- _REQUIRED TASK 1_: In the merger filing passage below, on what date did the Registrant continue as the surviving corporation?

Pursuant to an Agreement and Plan of Merger, dated March 17, 2014, by and among the Registrant, Draw Another Circle, LLC, a Delaware limited liability company (“Parent”) and Hendrix Acquisition Corp., a Texas corporation and a wholly-owned subsidiary of Parent (“Merger Sub”), Merger Sub was merged with and into Registrant (the “Merger”), with Registrant continuing as the surviving corporation on July 15, 2014.

In connection with the closing of the Merger, the offerings pursuant to the Registration Statements have been terminated. In accordance with undertakings made by the Registrant in the Registration Statements to remove from registration, by means of a post-effective amendment, any of the securities that remain unsold at the termination of the offerings, the Registrant hereby removes from registration all Shares registered under the Registration Statements but not sold under the Registration Statements.

- _PROVIDED DATA_:
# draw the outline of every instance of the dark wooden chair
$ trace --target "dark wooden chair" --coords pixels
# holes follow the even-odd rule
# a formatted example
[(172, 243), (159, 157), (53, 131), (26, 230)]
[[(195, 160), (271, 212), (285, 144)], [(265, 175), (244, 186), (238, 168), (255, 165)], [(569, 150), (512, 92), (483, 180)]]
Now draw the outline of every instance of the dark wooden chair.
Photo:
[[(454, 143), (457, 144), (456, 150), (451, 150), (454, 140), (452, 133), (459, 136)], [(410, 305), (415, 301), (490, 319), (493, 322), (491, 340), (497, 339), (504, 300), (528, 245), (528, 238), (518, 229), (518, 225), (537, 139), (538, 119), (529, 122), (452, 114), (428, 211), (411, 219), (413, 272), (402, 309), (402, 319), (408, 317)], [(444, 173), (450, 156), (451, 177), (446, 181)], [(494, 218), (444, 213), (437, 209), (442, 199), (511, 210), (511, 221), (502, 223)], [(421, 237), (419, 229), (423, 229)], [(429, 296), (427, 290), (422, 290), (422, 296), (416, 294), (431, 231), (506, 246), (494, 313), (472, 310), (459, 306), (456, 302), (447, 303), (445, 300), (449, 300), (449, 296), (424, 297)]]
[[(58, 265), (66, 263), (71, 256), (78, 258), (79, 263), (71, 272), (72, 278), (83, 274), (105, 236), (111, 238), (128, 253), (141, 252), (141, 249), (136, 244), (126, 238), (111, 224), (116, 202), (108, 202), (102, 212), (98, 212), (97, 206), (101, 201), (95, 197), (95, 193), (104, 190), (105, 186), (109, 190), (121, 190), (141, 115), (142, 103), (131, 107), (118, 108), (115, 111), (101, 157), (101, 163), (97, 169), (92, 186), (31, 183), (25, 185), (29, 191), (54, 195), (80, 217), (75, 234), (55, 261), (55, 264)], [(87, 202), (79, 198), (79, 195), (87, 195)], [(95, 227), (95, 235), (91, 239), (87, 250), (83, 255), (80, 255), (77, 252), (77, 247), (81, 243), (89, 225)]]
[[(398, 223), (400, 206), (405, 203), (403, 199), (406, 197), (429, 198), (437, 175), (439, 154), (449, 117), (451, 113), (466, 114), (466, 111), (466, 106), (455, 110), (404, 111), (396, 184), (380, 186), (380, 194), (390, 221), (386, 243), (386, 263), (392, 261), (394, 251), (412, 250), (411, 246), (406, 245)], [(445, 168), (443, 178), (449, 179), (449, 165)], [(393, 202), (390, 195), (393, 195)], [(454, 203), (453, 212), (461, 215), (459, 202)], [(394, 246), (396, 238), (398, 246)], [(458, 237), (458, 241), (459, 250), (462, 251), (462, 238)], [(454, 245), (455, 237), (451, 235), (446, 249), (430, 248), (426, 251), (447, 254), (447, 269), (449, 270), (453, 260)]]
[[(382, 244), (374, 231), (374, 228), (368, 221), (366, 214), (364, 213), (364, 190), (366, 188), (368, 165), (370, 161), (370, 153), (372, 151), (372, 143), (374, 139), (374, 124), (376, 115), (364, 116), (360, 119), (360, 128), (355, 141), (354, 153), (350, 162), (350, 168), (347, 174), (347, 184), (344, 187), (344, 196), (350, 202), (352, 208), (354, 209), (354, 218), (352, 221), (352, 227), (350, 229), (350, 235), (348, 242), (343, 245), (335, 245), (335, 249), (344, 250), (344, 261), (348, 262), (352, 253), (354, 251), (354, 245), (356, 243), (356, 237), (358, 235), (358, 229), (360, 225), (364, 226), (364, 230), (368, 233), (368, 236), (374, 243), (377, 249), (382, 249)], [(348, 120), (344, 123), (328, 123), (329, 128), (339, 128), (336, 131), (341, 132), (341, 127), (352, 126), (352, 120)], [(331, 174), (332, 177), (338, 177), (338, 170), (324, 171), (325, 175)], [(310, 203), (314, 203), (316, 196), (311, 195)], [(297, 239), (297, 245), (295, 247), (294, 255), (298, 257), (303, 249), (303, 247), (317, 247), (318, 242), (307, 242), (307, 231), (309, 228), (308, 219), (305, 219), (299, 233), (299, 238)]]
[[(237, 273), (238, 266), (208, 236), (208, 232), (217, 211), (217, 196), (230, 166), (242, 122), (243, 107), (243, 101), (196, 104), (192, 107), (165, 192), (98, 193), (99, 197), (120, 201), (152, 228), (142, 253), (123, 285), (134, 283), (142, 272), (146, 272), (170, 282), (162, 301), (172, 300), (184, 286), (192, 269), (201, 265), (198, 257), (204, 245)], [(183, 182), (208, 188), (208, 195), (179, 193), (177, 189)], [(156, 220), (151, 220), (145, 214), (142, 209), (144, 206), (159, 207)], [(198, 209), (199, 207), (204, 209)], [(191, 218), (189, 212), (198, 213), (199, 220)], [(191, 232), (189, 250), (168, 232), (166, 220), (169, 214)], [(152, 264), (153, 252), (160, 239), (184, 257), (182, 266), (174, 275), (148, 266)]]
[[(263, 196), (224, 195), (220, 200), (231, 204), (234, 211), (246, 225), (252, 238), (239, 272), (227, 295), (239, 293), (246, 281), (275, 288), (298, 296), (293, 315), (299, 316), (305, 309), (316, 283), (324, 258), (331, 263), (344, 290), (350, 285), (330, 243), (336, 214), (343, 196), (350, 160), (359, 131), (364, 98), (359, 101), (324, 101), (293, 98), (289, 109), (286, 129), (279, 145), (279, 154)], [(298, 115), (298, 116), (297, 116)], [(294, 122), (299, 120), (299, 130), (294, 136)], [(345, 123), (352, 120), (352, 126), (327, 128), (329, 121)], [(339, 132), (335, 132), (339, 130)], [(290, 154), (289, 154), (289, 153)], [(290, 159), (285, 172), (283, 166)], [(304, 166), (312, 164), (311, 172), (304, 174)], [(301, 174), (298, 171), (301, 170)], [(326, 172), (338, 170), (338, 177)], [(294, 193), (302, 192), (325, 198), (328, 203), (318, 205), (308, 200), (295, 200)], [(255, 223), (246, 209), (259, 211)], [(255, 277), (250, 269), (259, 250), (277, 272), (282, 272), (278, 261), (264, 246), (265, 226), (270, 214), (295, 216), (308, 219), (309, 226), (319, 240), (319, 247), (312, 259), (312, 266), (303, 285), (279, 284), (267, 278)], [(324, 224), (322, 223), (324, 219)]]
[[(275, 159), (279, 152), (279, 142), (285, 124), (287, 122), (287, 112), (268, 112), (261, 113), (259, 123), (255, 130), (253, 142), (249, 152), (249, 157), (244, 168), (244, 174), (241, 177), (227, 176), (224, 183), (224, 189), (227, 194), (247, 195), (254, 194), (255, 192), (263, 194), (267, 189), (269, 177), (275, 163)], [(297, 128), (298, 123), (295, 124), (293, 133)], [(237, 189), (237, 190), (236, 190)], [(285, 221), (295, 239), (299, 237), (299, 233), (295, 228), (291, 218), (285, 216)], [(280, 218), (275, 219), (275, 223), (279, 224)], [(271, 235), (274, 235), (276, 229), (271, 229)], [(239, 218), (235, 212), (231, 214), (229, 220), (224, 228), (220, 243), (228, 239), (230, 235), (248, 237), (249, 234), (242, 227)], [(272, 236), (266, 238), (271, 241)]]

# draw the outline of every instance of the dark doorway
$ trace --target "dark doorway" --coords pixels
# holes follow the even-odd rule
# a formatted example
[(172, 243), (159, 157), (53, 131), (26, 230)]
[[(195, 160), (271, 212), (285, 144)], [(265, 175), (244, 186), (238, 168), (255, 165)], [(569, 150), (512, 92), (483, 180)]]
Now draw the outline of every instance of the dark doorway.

- _REQUIRED TASK 2_: Copy out the records above word for word, from the start of the records up to and including the line with "296), (424, 297)]]".

- _EXERCISE RESULT 1_: July 15, 2014.

- _EXERCISE RESULT 2_:
# draw the outline of every instance of the dark wooden chair
$ trace --target "dark wooden chair" --coords pixels
# holes follow the even-odd rule
# a formatted example
[(172, 243), (159, 157), (53, 131), (26, 230)]
[[(195, 160), (271, 212), (285, 144)], [(265, 175), (244, 186), (238, 168), (255, 165)], [(569, 150), (512, 92), (483, 180)]]
Now draw the outline of every instance of the dark wooden chair.
Photo:
[[(454, 143), (457, 144), (456, 150), (451, 150), (454, 140), (452, 133), (459, 136)], [(410, 305), (415, 301), (490, 319), (493, 322), (491, 340), (497, 339), (504, 300), (528, 245), (528, 238), (518, 229), (518, 225), (537, 139), (538, 119), (529, 122), (452, 114), (428, 211), (411, 219), (413, 272), (402, 309), (402, 319), (408, 317)], [(444, 173), (450, 156), (451, 177), (446, 181)], [(494, 218), (444, 213), (437, 209), (442, 199), (511, 210), (511, 221), (502, 223)], [(421, 237), (419, 229), (423, 229)], [(429, 296), (427, 290), (422, 290), (422, 296), (416, 294), (431, 231), (506, 246), (494, 313), (472, 310), (459, 306), (456, 302), (447, 303), (445, 300), (449, 300), (449, 296), (424, 297)]]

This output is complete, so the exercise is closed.